> **READING TEXT**
The ministry said one of the charred bodies had been identified as a local taxi driver but the badly burnt second body had not. It added that the purported passport holder was believed to have returned to Pakistan from Iran on May 21, the day of the drone strike targeting Mansour.

Photos of Muhammad's passport seen by Reuters show a passing resemblance to some of the old photos available of Mansour. "(Muhammad's) passport was bearing a valid Iranian visa," the Foreign Ministry said in a statement.

Mohammad Qasim, brother of the dead taxi driver, told Reuters his brother had picked up his passenger from Taftan, a town on the Iranian-Pakistani border.

If it is confirmed Mansour had traveled to Iran before his death, it would raise fresh questions about the Taliban's use of neighboring territories.

Afghanistan has often accused Pakistan of harboring Taliban and other Islamist militant groups, and said Islamabad has not put enough pressure on the Taliban leadership to commit to stuttering peace talks. Pakistan has said it is doing all it can to pressure the Taliban to enter talks.

Iran's predominantly Sunni Muslim Sistan-Baluchistan province borders both Pakistan and Afghanistan and has long been a hotbed of rebellion by Sunni Islamist militants against Iran's Shi'ite authorities, as well as a point of entry for drugs being smuggled into Iran.

> **GIVEN EXERCISE A**
From the news report, extract the passage that begins at the words "Photos of Muhammad's" and ends after the words "in a statement.", copying it word for word.
> **GIVEN EXERCISE B**
In the records below, convert the lines starting at the line that has "For every instance of the black trouser" and stopping after the line that has "x=110 y=269", both included, into a JSON list of strings with one string per line and blank lines left out.
This news report and the records after it come from different sources.

(Saved entries)
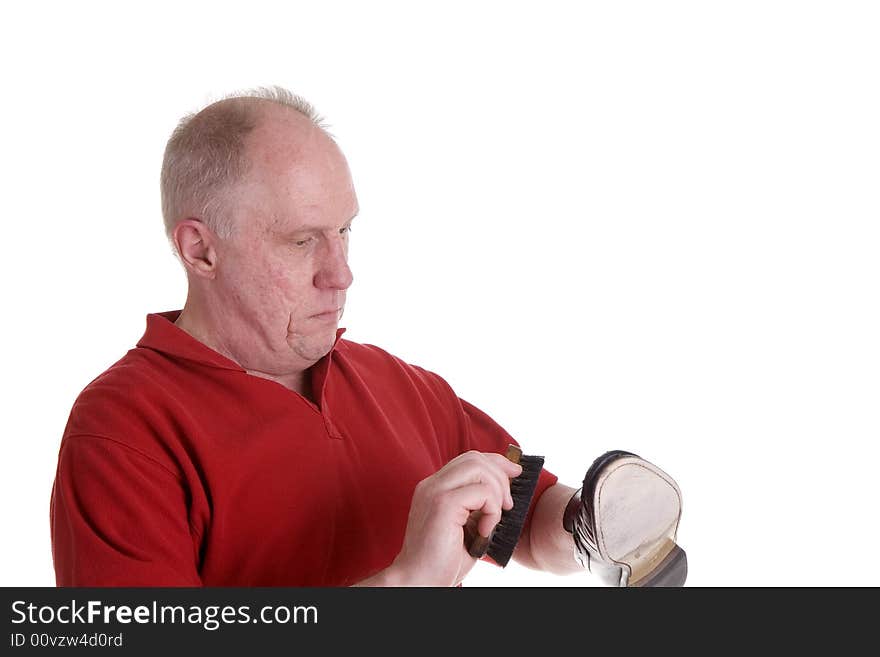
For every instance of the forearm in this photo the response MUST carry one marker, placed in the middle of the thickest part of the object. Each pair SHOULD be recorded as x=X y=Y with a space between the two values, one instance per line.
x=548 y=546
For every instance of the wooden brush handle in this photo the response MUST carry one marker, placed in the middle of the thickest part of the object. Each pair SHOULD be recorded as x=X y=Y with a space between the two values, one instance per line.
x=476 y=543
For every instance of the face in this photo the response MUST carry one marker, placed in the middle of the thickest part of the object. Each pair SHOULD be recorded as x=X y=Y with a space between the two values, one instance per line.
x=282 y=277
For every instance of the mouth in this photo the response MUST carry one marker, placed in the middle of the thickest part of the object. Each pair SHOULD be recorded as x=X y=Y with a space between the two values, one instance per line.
x=327 y=315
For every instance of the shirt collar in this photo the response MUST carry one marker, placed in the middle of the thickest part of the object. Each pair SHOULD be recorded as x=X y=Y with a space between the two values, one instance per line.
x=164 y=336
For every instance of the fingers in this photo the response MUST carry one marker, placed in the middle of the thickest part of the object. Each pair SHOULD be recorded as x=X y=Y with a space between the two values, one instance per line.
x=482 y=498
x=477 y=467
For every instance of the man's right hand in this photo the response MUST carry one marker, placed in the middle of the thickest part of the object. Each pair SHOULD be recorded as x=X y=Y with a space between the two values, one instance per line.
x=433 y=552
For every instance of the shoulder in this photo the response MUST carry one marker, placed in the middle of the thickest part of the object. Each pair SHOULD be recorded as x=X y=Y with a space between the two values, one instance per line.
x=127 y=405
x=376 y=362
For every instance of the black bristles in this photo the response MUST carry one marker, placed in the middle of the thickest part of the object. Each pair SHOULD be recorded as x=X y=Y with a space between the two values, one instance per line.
x=508 y=530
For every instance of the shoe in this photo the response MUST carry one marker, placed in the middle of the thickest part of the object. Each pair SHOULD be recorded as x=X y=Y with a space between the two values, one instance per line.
x=624 y=521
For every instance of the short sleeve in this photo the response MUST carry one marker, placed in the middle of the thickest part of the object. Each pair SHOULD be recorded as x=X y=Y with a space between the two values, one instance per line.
x=119 y=518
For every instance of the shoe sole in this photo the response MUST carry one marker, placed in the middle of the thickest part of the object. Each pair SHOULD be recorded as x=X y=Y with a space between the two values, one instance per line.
x=622 y=487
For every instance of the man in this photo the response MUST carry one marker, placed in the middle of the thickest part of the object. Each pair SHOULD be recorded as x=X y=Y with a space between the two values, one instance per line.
x=244 y=443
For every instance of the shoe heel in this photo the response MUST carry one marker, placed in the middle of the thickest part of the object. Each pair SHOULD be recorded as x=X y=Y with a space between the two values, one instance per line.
x=670 y=571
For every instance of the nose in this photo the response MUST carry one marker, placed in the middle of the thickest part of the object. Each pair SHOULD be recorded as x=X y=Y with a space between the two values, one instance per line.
x=333 y=271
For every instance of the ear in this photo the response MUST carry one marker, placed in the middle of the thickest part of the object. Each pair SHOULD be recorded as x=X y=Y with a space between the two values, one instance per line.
x=196 y=244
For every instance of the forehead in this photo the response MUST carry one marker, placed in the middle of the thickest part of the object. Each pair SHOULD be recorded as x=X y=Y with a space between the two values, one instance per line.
x=298 y=177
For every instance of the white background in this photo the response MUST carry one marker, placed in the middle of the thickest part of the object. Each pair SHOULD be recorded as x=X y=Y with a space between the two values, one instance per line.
x=640 y=225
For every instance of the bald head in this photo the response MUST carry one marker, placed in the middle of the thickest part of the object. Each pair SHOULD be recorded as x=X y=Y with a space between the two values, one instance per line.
x=211 y=151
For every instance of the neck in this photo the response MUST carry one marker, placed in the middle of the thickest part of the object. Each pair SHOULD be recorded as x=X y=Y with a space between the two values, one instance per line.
x=199 y=324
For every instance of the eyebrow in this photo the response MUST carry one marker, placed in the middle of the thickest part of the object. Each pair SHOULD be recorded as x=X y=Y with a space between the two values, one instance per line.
x=311 y=228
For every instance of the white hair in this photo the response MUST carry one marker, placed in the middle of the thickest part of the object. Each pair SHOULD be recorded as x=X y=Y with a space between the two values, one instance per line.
x=205 y=156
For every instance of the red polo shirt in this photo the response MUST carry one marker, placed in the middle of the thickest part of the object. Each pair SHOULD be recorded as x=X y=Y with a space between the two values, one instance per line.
x=177 y=467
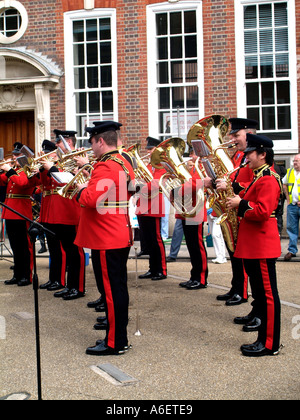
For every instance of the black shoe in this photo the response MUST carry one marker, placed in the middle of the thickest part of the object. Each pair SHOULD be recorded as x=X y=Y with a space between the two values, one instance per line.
x=185 y=283
x=103 y=350
x=24 y=282
x=73 y=294
x=235 y=300
x=11 y=281
x=242 y=320
x=55 y=286
x=62 y=293
x=253 y=325
x=227 y=296
x=147 y=275
x=257 y=349
x=95 y=303
x=100 y=308
x=194 y=285
x=45 y=285
x=101 y=325
x=159 y=276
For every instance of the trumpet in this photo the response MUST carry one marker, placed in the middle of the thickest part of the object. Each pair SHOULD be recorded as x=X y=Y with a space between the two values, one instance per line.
x=70 y=190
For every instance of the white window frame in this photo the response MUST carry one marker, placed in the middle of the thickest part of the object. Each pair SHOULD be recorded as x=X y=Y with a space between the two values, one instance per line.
x=280 y=146
x=70 y=96
x=12 y=4
x=152 y=59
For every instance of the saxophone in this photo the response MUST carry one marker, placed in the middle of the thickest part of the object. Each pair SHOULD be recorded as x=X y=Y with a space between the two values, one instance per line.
x=207 y=139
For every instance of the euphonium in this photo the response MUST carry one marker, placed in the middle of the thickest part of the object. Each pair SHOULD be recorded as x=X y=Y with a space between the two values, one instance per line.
x=140 y=169
x=215 y=162
x=70 y=190
x=168 y=155
x=67 y=162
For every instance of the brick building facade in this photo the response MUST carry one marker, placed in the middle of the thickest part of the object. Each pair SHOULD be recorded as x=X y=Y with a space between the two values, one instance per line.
x=159 y=62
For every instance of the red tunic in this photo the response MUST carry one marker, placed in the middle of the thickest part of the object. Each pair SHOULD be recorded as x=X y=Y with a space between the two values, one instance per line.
x=258 y=236
x=18 y=194
x=104 y=222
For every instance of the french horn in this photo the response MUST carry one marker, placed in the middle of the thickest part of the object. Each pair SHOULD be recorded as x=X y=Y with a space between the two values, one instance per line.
x=168 y=155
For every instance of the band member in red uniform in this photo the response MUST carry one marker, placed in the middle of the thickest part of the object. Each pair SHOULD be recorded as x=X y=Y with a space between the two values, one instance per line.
x=62 y=218
x=57 y=269
x=193 y=232
x=239 y=284
x=104 y=228
x=150 y=210
x=258 y=242
x=18 y=197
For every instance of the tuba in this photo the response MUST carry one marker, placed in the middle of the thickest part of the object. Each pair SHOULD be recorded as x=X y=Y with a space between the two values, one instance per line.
x=168 y=155
x=207 y=139
x=140 y=169
x=70 y=190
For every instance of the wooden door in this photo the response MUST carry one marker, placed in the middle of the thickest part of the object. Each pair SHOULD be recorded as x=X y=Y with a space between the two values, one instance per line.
x=16 y=126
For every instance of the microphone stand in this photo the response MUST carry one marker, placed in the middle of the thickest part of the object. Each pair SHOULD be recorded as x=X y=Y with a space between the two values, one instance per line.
x=34 y=230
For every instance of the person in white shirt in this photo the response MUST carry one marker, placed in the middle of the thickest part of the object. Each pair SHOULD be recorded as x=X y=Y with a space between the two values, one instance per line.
x=291 y=188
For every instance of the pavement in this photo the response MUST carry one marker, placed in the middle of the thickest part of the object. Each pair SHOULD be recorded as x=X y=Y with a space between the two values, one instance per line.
x=185 y=346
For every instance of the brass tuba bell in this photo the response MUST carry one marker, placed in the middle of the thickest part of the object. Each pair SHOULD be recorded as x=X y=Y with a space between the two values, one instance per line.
x=168 y=155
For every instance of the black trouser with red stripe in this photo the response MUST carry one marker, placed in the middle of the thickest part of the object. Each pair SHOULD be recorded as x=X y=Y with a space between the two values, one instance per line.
x=150 y=227
x=194 y=241
x=20 y=242
x=57 y=271
x=239 y=282
x=266 y=305
x=66 y=234
x=110 y=269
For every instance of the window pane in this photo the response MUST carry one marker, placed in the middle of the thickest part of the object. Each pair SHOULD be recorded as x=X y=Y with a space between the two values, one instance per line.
x=162 y=24
x=78 y=55
x=106 y=77
x=191 y=46
x=163 y=72
x=105 y=29
x=78 y=31
x=250 y=42
x=191 y=71
x=92 y=73
x=79 y=78
x=284 y=117
x=176 y=72
x=176 y=47
x=92 y=53
x=265 y=16
x=280 y=13
x=81 y=103
x=266 y=66
x=250 y=17
x=107 y=101
x=162 y=44
x=91 y=30
x=189 y=22
x=105 y=52
x=175 y=23
x=266 y=41
x=283 y=92
x=164 y=98
x=94 y=102
x=178 y=97
x=252 y=93
x=268 y=115
x=251 y=67
x=267 y=93
x=191 y=96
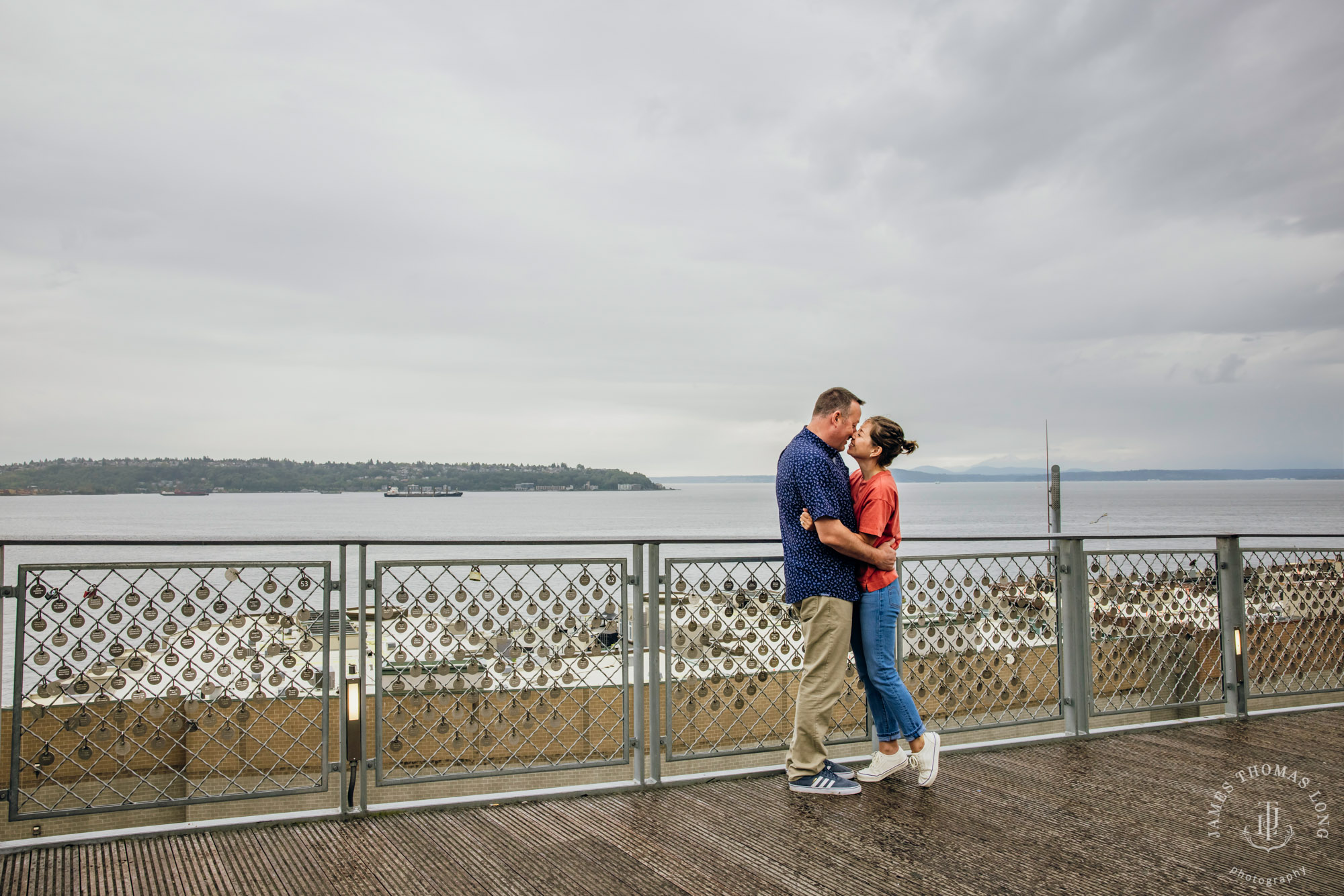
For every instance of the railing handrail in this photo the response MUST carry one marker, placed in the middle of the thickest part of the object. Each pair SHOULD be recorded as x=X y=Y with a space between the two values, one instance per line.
x=635 y=539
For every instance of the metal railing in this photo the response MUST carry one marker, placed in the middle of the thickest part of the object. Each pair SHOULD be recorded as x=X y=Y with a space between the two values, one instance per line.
x=161 y=684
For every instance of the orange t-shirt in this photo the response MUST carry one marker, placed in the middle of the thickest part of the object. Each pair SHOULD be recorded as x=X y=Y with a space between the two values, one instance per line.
x=878 y=512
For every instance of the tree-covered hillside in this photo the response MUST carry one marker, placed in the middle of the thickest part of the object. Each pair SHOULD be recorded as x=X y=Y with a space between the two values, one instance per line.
x=83 y=476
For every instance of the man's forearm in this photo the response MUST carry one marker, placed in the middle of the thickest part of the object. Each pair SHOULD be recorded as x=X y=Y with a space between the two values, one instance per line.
x=841 y=539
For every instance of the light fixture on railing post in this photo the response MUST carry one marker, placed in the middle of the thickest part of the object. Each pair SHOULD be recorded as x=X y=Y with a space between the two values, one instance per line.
x=1241 y=659
x=354 y=711
x=1232 y=623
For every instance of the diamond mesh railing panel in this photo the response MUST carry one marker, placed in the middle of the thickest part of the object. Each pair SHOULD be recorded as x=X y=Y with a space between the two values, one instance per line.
x=1155 y=629
x=499 y=667
x=733 y=658
x=1295 y=621
x=142 y=686
x=980 y=640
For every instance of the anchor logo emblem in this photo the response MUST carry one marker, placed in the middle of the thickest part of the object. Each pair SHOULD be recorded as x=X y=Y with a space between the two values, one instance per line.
x=1268 y=831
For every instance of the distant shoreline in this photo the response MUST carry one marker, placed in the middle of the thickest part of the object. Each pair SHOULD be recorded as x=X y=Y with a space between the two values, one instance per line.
x=1075 y=476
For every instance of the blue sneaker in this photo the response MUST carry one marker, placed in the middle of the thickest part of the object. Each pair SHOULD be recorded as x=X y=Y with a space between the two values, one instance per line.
x=826 y=784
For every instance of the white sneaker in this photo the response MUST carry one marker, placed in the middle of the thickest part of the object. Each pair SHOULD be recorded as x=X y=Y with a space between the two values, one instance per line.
x=927 y=761
x=884 y=765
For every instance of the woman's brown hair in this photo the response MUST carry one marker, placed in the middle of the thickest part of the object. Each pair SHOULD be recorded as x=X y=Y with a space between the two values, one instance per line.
x=889 y=436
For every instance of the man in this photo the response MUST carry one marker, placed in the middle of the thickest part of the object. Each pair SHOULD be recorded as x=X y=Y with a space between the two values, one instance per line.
x=822 y=581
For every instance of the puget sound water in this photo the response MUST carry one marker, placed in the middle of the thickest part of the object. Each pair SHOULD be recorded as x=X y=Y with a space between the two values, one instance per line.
x=689 y=512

> **TASK RESPONSE A**
Photos of Muhammad's passport seen by Reuters show a passing resemblance to some of the old photos available of Mansour. "(Muhammad's) passport was bearing a valid Iranian visa," the Foreign Ministry said in a statement.

> **TASK RESPONSE B**
[
  "For every instance of the black trouser with red stripe in this photo the response MUST carry one marker, placed in the middle of the thickest part of the object. Each pair SHOULD be recorded as x=X y=Y with a space between the two values, one instance per line.",
  "x=150 y=227",
  "x=194 y=241",
  "x=20 y=242",
  "x=57 y=271",
  "x=239 y=282",
  "x=266 y=305",
  "x=66 y=234",
  "x=110 y=269"
]